GIVEN PASSAGE -

Wednesday 7 June 2017

Guest Post - Taking a chance on Fostering.by Margaret Madden - Chances Fortnight


We all take chances in life. From choosing a boyfriend, a career or a house; through to choosing a wedding dress or names for our children. These are decisions you expect to make over time. But there are also the unexpected decisions that often creep up. In this case, one of the biggest choices myself and my husband have ever made was to become foster parents.

We had originally begun the fostering process about fourteen years ago, after seeing an advert in a local paper (accompanied by photos of children looking for homes). However, as our own family expanded, the plan had been put on the backburner. Fast forward to 2010 and the idea creeped into our minds again. We had moved into a large house, our children had all started school and I had taken voluntary redundancy from my job with an airline. All of a sudden, I was at a loose end and yet could not face another pregnancy. With four children, who were all gaining increasing independence, we felt we had a lot of experience and love to offer. After briefly considering overseas adoption, we decided to re-visit the idea of fostering. There are so many children who need love, care and attention; maybe this was our chance to help?

SHORT TASK - Repeat the guest post on fostering word for word, in full.

SUPPLIED INFORMATION -
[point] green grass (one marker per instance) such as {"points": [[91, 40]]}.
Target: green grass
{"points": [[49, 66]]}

ANSWER FOR THIS EXERCISE -
Wednesday 7 June 2017

Guest Post - Taking a chance on Fostering.by Margaret Madden - Chances Fortnight


We all take chances in life. From choosing a boyfriend, a career or a house; through to choosing a wedding dress or names for our children. These are decisions you expect to make over time. But there are also the unexpected decisions that often creep up. In this case, one of the biggest choices myself and my husband have ever made was to become foster parents.

We had originally begun the fostering process about fourteen years ago, after seeing an advert in a local paper (accompanied by photos of children looking for homes). However, as our own family expanded, the plan had been put on the backburner. Fast forward to 2010 and the idea creeped into our minds again. We had moved into a large house, our children had all started school and I had taken voluntary redundancy from my job with an airline. All of a sudden, I was at a loose end and yet could not face another pregnancy. With four children, who were all gaining increasing independence, we felt we had a lot of experience and love to offer. After briefly considering overseas adoption, we decided to re-visit the idea of fostering. There are so many children who need love, care and attention; maybe this was our chance to help?